» Request: Copy out all of the data exactly as it appears.

» Supplied material:
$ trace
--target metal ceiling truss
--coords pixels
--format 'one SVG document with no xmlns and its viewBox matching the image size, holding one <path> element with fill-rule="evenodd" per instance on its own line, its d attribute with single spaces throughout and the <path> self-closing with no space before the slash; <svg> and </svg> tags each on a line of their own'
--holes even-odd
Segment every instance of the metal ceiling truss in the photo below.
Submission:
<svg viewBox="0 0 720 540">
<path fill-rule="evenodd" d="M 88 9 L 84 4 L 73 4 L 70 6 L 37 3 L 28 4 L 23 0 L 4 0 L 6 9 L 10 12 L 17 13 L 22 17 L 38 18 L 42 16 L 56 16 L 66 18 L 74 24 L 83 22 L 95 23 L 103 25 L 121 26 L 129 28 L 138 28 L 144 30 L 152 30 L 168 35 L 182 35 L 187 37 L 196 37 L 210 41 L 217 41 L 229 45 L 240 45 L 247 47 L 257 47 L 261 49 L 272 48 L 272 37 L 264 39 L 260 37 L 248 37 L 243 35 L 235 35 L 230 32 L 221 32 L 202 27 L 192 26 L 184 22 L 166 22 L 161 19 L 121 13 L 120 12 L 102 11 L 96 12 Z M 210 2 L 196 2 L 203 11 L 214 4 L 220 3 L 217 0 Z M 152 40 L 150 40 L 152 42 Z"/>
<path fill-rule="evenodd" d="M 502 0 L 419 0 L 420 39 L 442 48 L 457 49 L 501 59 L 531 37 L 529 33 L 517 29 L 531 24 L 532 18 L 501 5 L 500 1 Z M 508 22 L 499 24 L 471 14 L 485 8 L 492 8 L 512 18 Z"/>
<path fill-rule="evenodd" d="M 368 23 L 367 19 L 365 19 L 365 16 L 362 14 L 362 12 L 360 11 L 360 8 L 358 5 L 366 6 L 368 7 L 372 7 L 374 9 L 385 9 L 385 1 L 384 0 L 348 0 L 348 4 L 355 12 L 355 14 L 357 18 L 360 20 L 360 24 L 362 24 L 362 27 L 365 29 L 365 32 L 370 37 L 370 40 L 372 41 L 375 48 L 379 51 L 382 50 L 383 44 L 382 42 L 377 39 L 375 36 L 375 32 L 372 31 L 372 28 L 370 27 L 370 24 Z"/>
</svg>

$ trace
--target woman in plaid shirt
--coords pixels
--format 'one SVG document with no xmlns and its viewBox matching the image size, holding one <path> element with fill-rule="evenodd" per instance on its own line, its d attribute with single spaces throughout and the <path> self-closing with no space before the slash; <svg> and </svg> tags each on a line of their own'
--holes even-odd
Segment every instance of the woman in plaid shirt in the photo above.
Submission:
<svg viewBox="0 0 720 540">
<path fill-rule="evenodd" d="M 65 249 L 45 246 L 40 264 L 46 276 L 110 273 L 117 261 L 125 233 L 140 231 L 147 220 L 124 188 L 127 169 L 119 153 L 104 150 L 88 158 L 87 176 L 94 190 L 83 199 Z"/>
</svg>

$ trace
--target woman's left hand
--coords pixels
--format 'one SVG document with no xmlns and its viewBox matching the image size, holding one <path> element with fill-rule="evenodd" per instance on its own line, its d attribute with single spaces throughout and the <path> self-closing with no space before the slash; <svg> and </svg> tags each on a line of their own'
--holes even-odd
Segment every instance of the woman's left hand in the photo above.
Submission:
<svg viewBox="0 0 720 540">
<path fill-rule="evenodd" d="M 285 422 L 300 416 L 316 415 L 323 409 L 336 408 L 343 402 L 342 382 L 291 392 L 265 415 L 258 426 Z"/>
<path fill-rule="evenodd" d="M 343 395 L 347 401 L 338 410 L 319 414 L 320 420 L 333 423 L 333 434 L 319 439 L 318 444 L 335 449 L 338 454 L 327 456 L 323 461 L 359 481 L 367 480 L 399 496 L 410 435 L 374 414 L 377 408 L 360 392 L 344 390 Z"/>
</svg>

» Exercise response:
$ trace
--target metal ceiling truss
--coords pixels
--format 'one SVG document with no xmlns and its viewBox matching the image size, holding one <path> element with fill-rule="evenodd" per instance on its own line, its d attribute with single spaces throughout and the <path> self-closing with no space before the slash; <svg> and </svg> tags each on a line of their own'
--holes even-odd
Segment every instance of the metal ceiling truss in the photo below.
Submission:
<svg viewBox="0 0 720 540">
<path fill-rule="evenodd" d="M 88 9 L 84 4 L 73 4 L 70 6 L 37 3 L 28 4 L 23 0 L 4 0 L 6 9 L 10 12 L 17 13 L 22 17 L 38 18 L 42 16 L 56 16 L 66 18 L 74 24 L 83 22 L 95 23 L 103 25 L 121 26 L 129 28 L 138 28 L 144 30 L 152 30 L 168 35 L 182 35 L 187 37 L 196 37 L 210 41 L 217 41 L 229 45 L 240 45 L 247 47 L 257 47 L 261 49 L 272 48 L 272 37 L 264 39 L 260 37 L 248 37 L 243 35 L 235 35 L 230 32 L 221 32 L 202 27 L 192 26 L 184 22 L 166 22 L 161 19 L 121 13 L 120 12 L 102 11 L 96 12 Z M 210 2 L 196 2 L 203 11 L 214 4 L 220 3 L 217 0 Z M 152 40 L 150 40 L 152 42 Z"/>
<path fill-rule="evenodd" d="M 502 0 L 419 0 L 420 39 L 442 48 L 457 49 L 501 59 L 531 37 L 529 33 L 517 29 L 531 24 L 532 18 L 501 5 L 500 1 Z M 508 22 L 499 24 L 471 14 L 485 8 L 492 8 L 512 18 Z"/>
<path fill-rule="evenodd" d="M 368 23 L 367 19 L 365 19 L 365 16 L 362 14 L 362 12 L 360 11 L 360 8 L 358 5 L 366 6 L 368 7 L 372 7 L 374 9 L 385 9 L 385 1 L 384 0 L 348 0 L 348 4 L 355 12 L 355 14 L 357 18 L 360 20 L 360 24 L 362 24 L 362 27 L 365 29 L 365 32 L 370 37 L 370 40 L 372 41 L 375 48 L 379 51 L 382 50 L 383 44 L 382 42 L 377 39 L 375 36 L 375 32 L 372 31 L 372 28 L 370 27 L 370 24 Z"/>
</svg>

$ trace
--target woman in plaid shirt
--coords pixels
--format 'one SVG document with no xmlns and its viewBox matching the image size, holding one <path> element with fill-rule="evenodd" per instance on its own line, its d attribute with single spaces throughout and the <path> self-closing with no space before the slash; <svg> and </svg> tags each on a line of their own'
--holes even-odd
Segment every instance of the woman in plaid shirt in the photo above.
Submission:
<svg viewBox="0 0 720 540">
<path fill-rule="evenodd" d="M 65 249 L 45 246 L 40 264 L 46 276 L 110 273 L 117 261 L 125 233 L 140 231 L 147 220 L 124 188 L 127 169 L 119 153 L 104 150 L 88 158 L 87 176 L 94 190 L 83 199 Z"/>
</svg>

$ trace
--target woman's left hand
--coords pixels
--format 'one SVG document with no xmlns and its viewBox matching the image size, holding one <path> element with fill-rule="evenodd" per instance on its own line, its d attribute with single spaces throughout and the <path> self-closing with no space before the slash; <svg> and </svg> tags each on a line of their own'
--holes even-odd
Segment every instance of the woman's left hand in the photo above.
Submission:
<svg viewBox="0 0 720 540">
<path fill-rule="evenodd" d="M 285 422 L 300 416 L 316 415 L 323 409 L 336 408 L 343 402 L 342 382 L 291 392 L 265 415 L 258 426 Z"/>
<path fill-rule="evenodd" d="M 343 395 L 347 401 L 338 410 L 319 414 L 320 420 L 333 423 L 333 434 L 319 439 L 318 444 L 335 449 L 338 454 L 327 456 L 323 461 L 359 481 L 367 480 L 399 496 L 410 435 L 374 414 L 377 408 L 360 392 L 344 390 Z"/>
</svg>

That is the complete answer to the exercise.